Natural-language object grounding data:
.....

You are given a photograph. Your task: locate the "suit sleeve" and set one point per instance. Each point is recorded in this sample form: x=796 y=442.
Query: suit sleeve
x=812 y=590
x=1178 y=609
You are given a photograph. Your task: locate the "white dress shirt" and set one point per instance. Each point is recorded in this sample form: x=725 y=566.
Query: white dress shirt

.....

• YOUR INSTRUCTIONS: Line by line, reproduce the data exactly.

• FINISHED EXERCISE:
You are given a photograph. Your task: locate the "suit sleeve" and set one point per instance. Each point is recorded in this sample form: x=796 y=442.
Query: suit sleeve
x=812 y=590
x=1178 y=609
You are given a photograph. Your task: locate the "white dress shirt" and set one point per instance. Each point is recorded in this sample form: x=725 y=566.
Query: white dress shirt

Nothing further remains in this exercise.